§ **GIVEN PASSAGE**:
* * * * * * *
Processing Stockholm alignments

R2DT can process Stockholm-format multiple sequence alignments that contain named secondary structure regions. This is particularly useful for viral genome alignments where different RNA structures have been manually annotated with names.

Overview

Many viral RNA databases use Stockholm alignments with special #=GC annotation lines to mark named structural elements. R2DT uses the following annotation lines:

#=GC SS_cons — Consensus secondary structure in dot-bracket notation
#=GC structureID — Individual structure names (e.g. SLI, IRES), separated by |
#=GC regionID — Parent genomic region names (e.g. 5’UTR, NS5B), separated by |

R2DT extracts each named region, computes an RF-style consensus sequence using IUPAC ambiguity codes, and generates template-free visualizations for each structure. The outputs can be automatically stitched into a single combined diagram.

Quick start

r2dt.py stockholm examples/hcv-alignment.stk output/hcv/

This command:

Parses the Stockholm alignment
Extracts named structural elements from structureID
Assigns parent regions from regionID
Computes RF consensus sequences with IUPAC codes (R for purine, Y for pyrimidine, etc.)
Generates template-free 2D diagrams for each valid region
Stitches all diagrams into a combined view

Input format

The Stockholm file must contain #=GC SS_cons and at least one of:

#=GC structureID — for multi-region alignments (e.g. viral genomes)
#=GC knownSS_names — legacy format equivalent
Neither — the entire alignment is treated as a single structure (e.g. Rfam seed alignments)

structureID + regionID

The format uses two #=GC annotation lines:

structureID labels individual structural elements (stem-loops, junctions, etc.)
regionID labels the broader genomic region each structure belongs to

# STOCKHOLM 1.0

seq1/1-200      AUCGAUCG...AUCGAUCG...AUCGAUCG...
seq2/1-200      AUCGAUCG...AUCGAUCG...AUCGAUCG...

#=GC SS_cons         ...(((...)))......(((....)))......(((.....)))...
#=GC structureID     |...SLI.........|......SLII......|.....SLIII...|
#=GC regionID        |.........5'UTR...................|..core_protein.|
//

Both lines use the same pipe-delimited format:

| characters mark boundaries between named segments
Text between pipes (after stripping dots and whitespace) becomes the name
Dots (.) are filler characters — only the text content matters
Columns in structureID / regionID correspond 1:1 with alignment and SS_cons columns

In this example, SLI and SLII both fall within the 5’UTR region, while SLIII belongs to core_protein. R2DT uses the midpoint of each structure to determine its parent region.
* * * * * * *
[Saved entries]
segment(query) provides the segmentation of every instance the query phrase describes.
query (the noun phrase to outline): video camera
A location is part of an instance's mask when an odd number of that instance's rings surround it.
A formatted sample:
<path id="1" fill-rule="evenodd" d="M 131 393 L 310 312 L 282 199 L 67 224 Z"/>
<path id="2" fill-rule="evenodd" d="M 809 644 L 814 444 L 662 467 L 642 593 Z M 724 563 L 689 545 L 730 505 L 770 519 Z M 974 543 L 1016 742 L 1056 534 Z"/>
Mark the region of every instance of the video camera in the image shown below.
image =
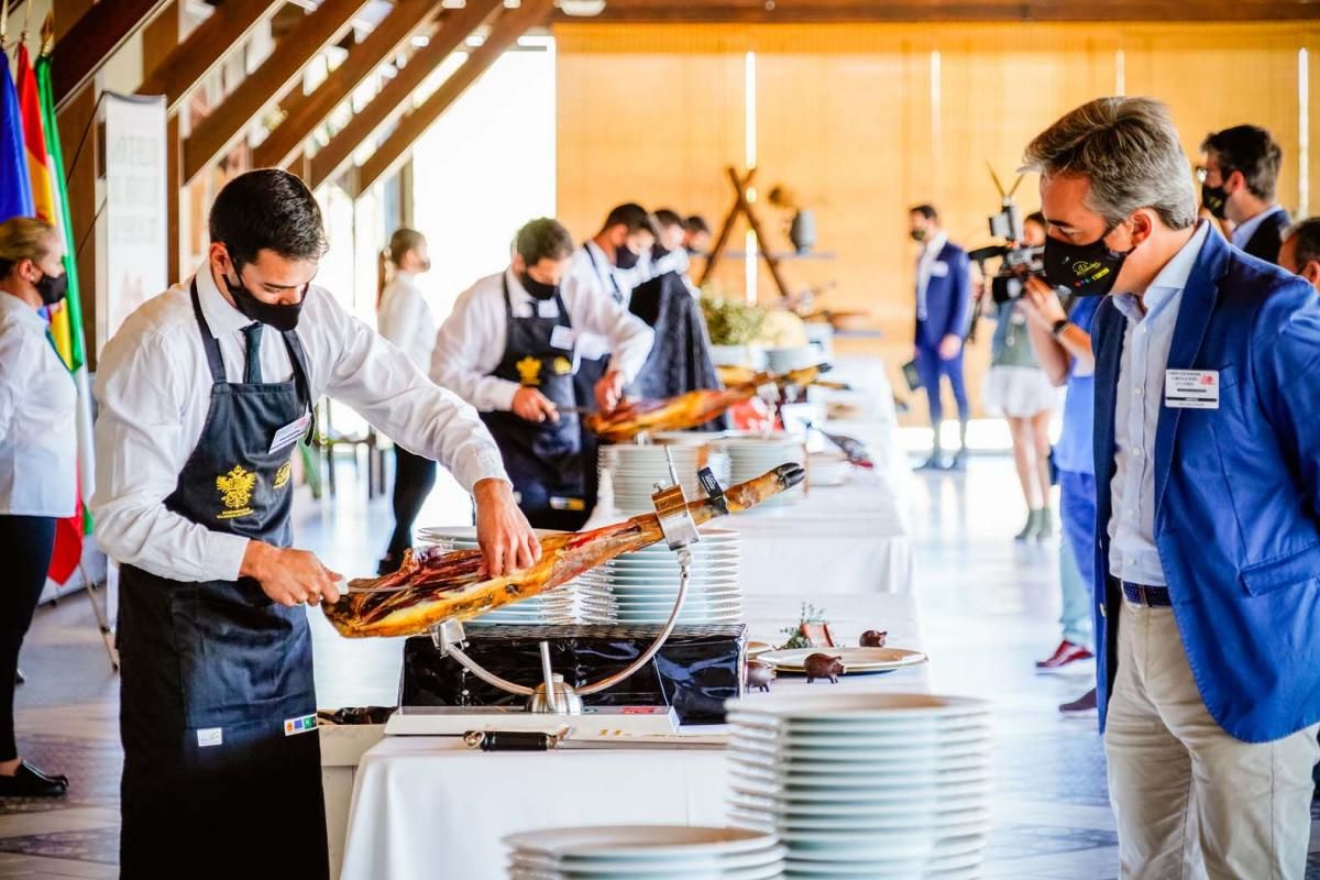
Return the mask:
* * * * * * *
Continue the page on processing Stockholm alignments with R2DT from where it stops. The rows are not needed for this.

§ **ANSWER BOX**:
Format rules

The | characters in the annotation lines mark the boundaries between regions:

Feature	Description
Delimiters	Pipe `\|` characters separate named segments
Filler	Dots `.` pad segments to the correct column width
Names	Non-dot, non-whitespace text between pipes is the name
Empty segments	Segments with only dots/whitespace are unnamed (skipped)
Column alignment	Each character position corresponds to an alignment column

Simple alignment (e.g. Rfam seed)

When neither structureID nor knownSS_names is present, R2DT treats the entire alignment as a single structure. This works out of the box for Rfam seed alignments and any other Stockholm file with SS_cons.

# STOCKHOLM 1.0
#=GF ID SAM
#=GF AC RF00162

seq1/1-108      CUCUUAUCAAGAG...
seq2/1-108      ACCUUAUUUUGAG...

#=GC SS_cons    (.(((((((,,,,<.<<<.<.--......
#=GC RF         c.ucUuAUcaAGAG.gGG.c.gG......
//

R2DT uses these annotations:

Annotation	Purpose
`#=GF ID`	Region name (e.g. “SAM”)
`#=GF AC`	Fallback name if ID is absent (e.g. “RF00162”)
`#=GC RF`	Reference annotation — uppercase/lowercase positions define match columns; dots mark inserts to remove
`#=GC SS_cons`	Consensus structure, may use WUSS notation

If #=GC RF is present, match columns are determined by non-dot RF positions. Otherwise, R2DT computes an IUPAC consensus and strips all-gap columns.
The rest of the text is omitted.